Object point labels
* START *

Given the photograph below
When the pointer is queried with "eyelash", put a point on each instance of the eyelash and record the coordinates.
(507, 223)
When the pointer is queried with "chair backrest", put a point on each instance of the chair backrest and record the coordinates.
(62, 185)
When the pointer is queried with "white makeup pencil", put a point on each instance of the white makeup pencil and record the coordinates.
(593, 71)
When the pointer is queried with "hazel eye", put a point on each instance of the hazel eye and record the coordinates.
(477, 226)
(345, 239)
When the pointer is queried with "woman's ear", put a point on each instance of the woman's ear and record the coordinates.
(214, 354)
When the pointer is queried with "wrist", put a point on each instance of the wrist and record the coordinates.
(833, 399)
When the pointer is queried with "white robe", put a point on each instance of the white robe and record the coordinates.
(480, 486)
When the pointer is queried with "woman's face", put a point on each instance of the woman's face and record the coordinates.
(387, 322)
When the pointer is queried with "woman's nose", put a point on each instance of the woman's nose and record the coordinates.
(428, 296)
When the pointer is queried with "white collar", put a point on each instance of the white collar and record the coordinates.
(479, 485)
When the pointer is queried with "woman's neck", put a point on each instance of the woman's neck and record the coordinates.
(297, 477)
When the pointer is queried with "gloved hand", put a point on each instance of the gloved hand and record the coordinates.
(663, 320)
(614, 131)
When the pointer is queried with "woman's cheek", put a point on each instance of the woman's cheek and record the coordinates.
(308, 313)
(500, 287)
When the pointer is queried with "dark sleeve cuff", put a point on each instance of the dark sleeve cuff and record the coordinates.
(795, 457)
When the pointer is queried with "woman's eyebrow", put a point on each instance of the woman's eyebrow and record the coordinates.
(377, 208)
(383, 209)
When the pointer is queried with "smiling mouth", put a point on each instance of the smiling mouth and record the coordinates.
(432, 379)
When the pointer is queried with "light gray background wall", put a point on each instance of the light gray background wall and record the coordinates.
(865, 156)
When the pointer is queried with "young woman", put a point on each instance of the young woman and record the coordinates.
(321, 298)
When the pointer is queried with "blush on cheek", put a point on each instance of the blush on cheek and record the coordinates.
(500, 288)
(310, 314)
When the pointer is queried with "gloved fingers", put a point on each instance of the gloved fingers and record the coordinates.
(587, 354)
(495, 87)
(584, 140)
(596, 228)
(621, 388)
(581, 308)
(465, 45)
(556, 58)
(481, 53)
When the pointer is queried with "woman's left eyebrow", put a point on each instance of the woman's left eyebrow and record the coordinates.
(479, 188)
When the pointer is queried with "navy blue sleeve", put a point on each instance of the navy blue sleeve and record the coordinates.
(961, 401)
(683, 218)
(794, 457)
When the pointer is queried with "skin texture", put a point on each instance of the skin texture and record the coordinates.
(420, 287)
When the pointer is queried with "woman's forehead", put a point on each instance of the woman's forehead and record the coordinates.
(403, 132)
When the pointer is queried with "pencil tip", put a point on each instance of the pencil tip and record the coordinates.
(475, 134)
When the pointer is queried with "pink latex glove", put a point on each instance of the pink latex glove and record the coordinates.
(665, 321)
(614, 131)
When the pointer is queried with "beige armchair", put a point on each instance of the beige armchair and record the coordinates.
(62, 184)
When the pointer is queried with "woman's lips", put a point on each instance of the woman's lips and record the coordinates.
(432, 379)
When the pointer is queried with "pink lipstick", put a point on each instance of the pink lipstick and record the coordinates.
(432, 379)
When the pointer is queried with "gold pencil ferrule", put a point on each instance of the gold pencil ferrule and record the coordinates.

* END *

Goal of the exercise » Pull out each record as written and restate it exactly.

Task response »
Given the photograph below
When the pointer is queried with "eyelash", put a point on each instance of the eyelash and record the coordinates.
(507, 223)
When the pointer is queried with "chair backrest", put a point on each instance of the chair backrest and record the coordinates.
(62, 185)
When the pointer is queried with "white makeup pencil", put a point on each instance of the white makeup pencil and record the coordinates.
(593, 71)
When the pointer is queried with "hazel eye", put a point on each instance of the hazel eye and record the coordinates.
(477, 226)
(345, 239)
When the pointer is queried with "woman's ear", put a point on each instance of the woman's ear and record the coordinates.
(214, 354)
When the pointer is queried with "wrist", put a point on each instance of the wrist and record the coordinates.
(833, 399)
When the pointer is queried with "white robe", put a point on each instance of the white robe and record the coordinates.
(480, 486)
When the pointer is queried with "woman's face", put a point on each instance of the woman's face and record the coordinates.
(387, 322)
When the pointer is queried with "woman's nose", put a point on each instance of the woman's nose and record the coordinates.
(428, 296)
When the pointer is queried with "white collar", put a point on each instance of the white collar and record the coordinates.
(479, 485)
When the pointer is queried with "woman's neck", put a point on each instance of the woman's neck and record the coordinates.
(297, 477)
When the pointer is queried with "gloved hand", put a point on each instance of the gloved hand and record the coordinates.
(663, 320)
(614, 131)
When the pointer is queried with "woman's cheek", put a point on each instance of the woman's cheek and record the coordinates.
(308, 313)
(500, 287)
When the pointer is queried with "dark sleeve cuff", put a point on each instance of the dark sleeve cuff and record the coordinates.
(795, 457)
When the pointer is queried with "woman's eyebrow", put a point on each instance of the woman's eyebrow and record the coordinates.
(377, 208)
(383, 209)
When the pointer is queried with "smiling mouth", put a point on each instance of the smiling mouth and record the coordinates.
(432, 379)
When the pointer is queried with "light gray background wall", put a point on each instance of the light gray background wall and record the coordinates.
(865, 156)
When the pointer is queried with "young woman", put a point on each instance of the young woman and record the coordinates.
(321, 298)
When the pointer is queried with "blush on cheek", put a point on each instance of the blush on cheek and record the coordinates.
(500, 288)
(310, 314)
When the pointer is queried with "gloved fingers", put a point on each instance of the gloved fingers and record the coordinates.
(587, 354)
(495, 87)
(584, 140)
(596, 228)
(621, 388)
(581, 308)
(465, 45)
(556, 58)
(481, 53)
When the pointer is queried with "woman's left eyebrow", put a point on each instance of the woman's left eyebrow and record the coordinates.
(479, 188)
When the pointer is queried with "navy blue sleeve", put a point on each instance of the navy blue sleeve and record the coordinates.
(961, 401)
(683, 218)
(794, 457)
When the pointer is queried with "skin texture", put a point on each instance of the skin texture and record the coordinates.
(420, 287)
When the pointer is queried with "woman's forehead", put a point on each instance of the woman's forehead and record the coordinates.
(403, 132)
When the pointer is queried with "pencil tip", put a point on each instance of the pencil tip and record the coordinates.
(475, 134)
When the pointer is queried with "pink latex glove", put a point on each instance of the pink latex glove and record the coordinates.
(665, 321)
(614, 131)
When the pointer is queried with "beige armchair", put a point on each instance of the beige armchair and record the coordinates.
(62, 184)
When the pointer is queried with "woman's lips", put a point on each instance of the woman's lips and record the coordinates.
(432, 379)
When the pointer is queried with "pink lipstick", put a point on each instance of the pink lipstick and record the coordinates.
(432, 379)
When the pointer is queried with "gold pencil ferrule", put a point on each instance of the gold pencil ferrule and record the coordinates.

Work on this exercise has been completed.